SOURCE TEXT:

********************

Nicole Zasowski: Oh, my goodness. Thanks for having me. This is fun. 

Julie Lyles Carr: So you’re in the Connecticut area. Tell listeners a little bit about yourself and what you do. All the stuff. 

Nicole Zasowski: Yes. So I am a wife and mom to three littles. I have a six year old, a two year old and a one year old. So life is full in the best way. I’m a marriage and family therapist. I have a practice in Greenwich, Connecticut, just outside New York city and live near that area as well. And we are, we are starting to taste summer. There’s, there’s a little bit of hope on the horizon. A bit of hope. And I’ve written two books. The first is called From Lost to Found and the most recent one that I’m sure we’ll talk a lot more about today is called What If It’s Wonderful.

Julie Lyles Carr: Now I am really fascinated by what we’re gonna be talking about, because again, as I said, I don’t often hear this and I don’t think we’ve really covered it with our listeners. It is the topic of disappointment. And I think this is an area that sometimes Nicole doesn’t get the kind of airplay and spotlight, like something that’s deeply traumatic or deeply unsettling.

I think sometimes disappointment plays this sort of, stepsister role to some of the stars out there when it comes to talking about mental health and wellness, like anxiety and stress and things like that. How do you define disappointment?

Nicole Zasowski: I think disappointment can come in a lot of different forms in a lot of different situations, but I, I think it’s just mismatched when, when reality doesn’t match expectations and some of those expectations, we don’t even realize we’re carrying. We just have this vision for either how life is supposed to be or how we thought a certain season would go, how we pictured it. And then reality doesn’t match that. Even if it’s a really good reality, we can still wind up feeling disappointed because the provision doesn’t match our vision.

I also think control is a huge piece of disappointment when we confront things that we cannot change. And many of us, maybe even for the first time, in terms of a, a really obvious, profound way. In the last two years, we’ve all confronted many things we cannot change. And so having to wrestle with how do I celebrate the life I have, how do I find joy where I am, even if I can’t make it different? Or I can’t the, the reality that I’m living is nothing like I hoped it would be. And, and then we see the dance of, of pain and joy together. We have to acknowledge that grief, the loss of that expectation. Sometimes it’s a tangible loss, or sometimes it’s just the loss of our vision.

And then also see the invitation in that. Where are my invitations to grow? Where are my invitations to find joy in this reality? And am I, am I willing to let the disappointment steal more joy from me or am I gonna make the choice to see what is good in this moment? 

Julie Lyles Carr: You know, disappointment is a really heavy term in some ways, because, you know, to your definition, which I love when the reality is not matching the expectation.

********************

[Photo-based referring expression data]
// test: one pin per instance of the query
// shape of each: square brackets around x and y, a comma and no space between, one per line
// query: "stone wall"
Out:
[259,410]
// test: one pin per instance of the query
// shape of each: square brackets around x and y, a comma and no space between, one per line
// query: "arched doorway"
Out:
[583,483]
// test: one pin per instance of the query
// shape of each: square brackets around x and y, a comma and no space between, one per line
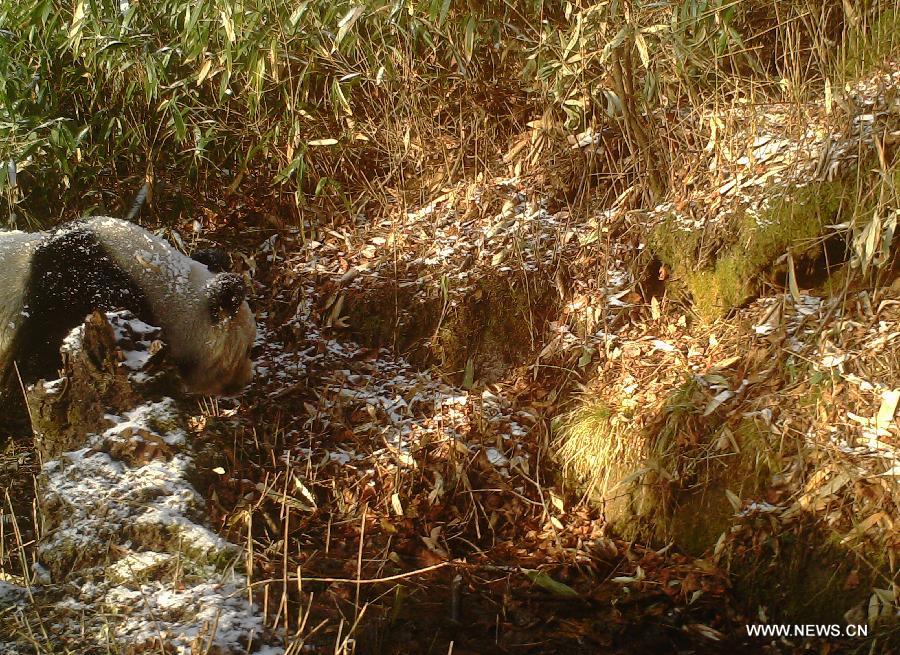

********************

REQUIRED ACTIONS:
1. Answer these questions from the interview above.
(a) In which town does Nicole Zasowski have her practice?
(b) What is the title of her first book?
(c) How old are her three children?
2. Decide whether each statement agrees with the interview above. Answer yes or no, and quote the words from the interview that decide it.
(a) Nicole Zasowski has written three books.
(b) She says a person can feel disappointed even when reality is good.
(c) She calls control a huge piece of disappointment.
3. Reproduce the passage of the interview above from "I think sometimes" up to and including "match our vision.".

EXPECTED RESULTS:
1.
(a) Greenwich, Connecticut
(b) From Lost to Found
(c) Six, two and one

2.
(a) No: "And I’ve written two books."
(b) Yes: "Even if it’s a really good reality, we can still wind up feeling disappointed because the provision doesn’t match our vision."
(c) Yes: "I also think control is a huge piece of disappointment when we confront things that we cannot change."

3.
I think sometimes disappointment plays this sort of, stepsister role to some of the stars out there when it comes to talking about mental health and wellness, like anxiety and stress and things like that. How do you define disappointment?

Nicole Zasowski: I think disappointment can come in a lot of different forms in a lot of different situations, but I, I think it’s just mismatched when, when reality doesn’t match expectations and some of those expectations, we don’t even realize we’re carrying. We just have this vision for either how life is supposed to be or how we thought a certain season would go, how we pictured it. And then reality doesn’t match that. Even if it’s a really good reality, we can still wind up feeling disappointed because the provision doesn’t match our vision.